• **THE REQUEST**:
Pick out and copy every line of the listing below that contains the word "from". Treat uppercase and lowercase letters as different.

Source listing:
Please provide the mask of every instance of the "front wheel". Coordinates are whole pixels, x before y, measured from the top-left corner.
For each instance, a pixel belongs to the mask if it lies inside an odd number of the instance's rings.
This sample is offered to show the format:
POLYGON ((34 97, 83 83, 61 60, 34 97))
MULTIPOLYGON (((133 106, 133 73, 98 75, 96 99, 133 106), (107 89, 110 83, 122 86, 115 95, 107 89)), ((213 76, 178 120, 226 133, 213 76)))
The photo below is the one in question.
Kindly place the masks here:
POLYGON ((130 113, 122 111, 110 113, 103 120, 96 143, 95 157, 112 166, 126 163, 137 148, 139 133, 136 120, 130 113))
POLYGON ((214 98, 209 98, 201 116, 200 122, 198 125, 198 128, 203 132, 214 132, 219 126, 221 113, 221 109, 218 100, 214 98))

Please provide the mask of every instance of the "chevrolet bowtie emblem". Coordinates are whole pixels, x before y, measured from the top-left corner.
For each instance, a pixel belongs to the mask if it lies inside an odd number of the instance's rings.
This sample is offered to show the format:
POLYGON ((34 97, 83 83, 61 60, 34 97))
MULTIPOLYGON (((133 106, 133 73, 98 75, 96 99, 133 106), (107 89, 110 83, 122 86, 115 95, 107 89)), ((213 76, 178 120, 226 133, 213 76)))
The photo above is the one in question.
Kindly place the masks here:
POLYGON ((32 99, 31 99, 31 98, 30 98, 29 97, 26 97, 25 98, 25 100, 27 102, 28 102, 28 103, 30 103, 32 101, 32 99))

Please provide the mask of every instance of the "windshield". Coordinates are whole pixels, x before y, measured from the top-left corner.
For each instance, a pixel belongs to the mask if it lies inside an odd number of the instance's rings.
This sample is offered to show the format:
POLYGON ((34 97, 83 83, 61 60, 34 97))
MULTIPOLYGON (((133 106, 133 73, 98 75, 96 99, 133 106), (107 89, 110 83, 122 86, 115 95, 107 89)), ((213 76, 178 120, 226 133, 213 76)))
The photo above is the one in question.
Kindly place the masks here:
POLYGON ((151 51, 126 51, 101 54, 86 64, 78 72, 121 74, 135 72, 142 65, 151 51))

• **RESPONSE TO THIS EXERCISE**:
Please provide the mask of every instance of the "front wheel". Coordinates are whole pixels, x before y, measured from the top-left corner.
Please provide the mask of every instance of the "chevrolet bowtie emblem". Coordinates are whole pixels, x before y, measured from the top-left corner.
Please provide the mask of every instance of the "windshield". Coordinates are whole pixels, x before y, measured from the top-left corner.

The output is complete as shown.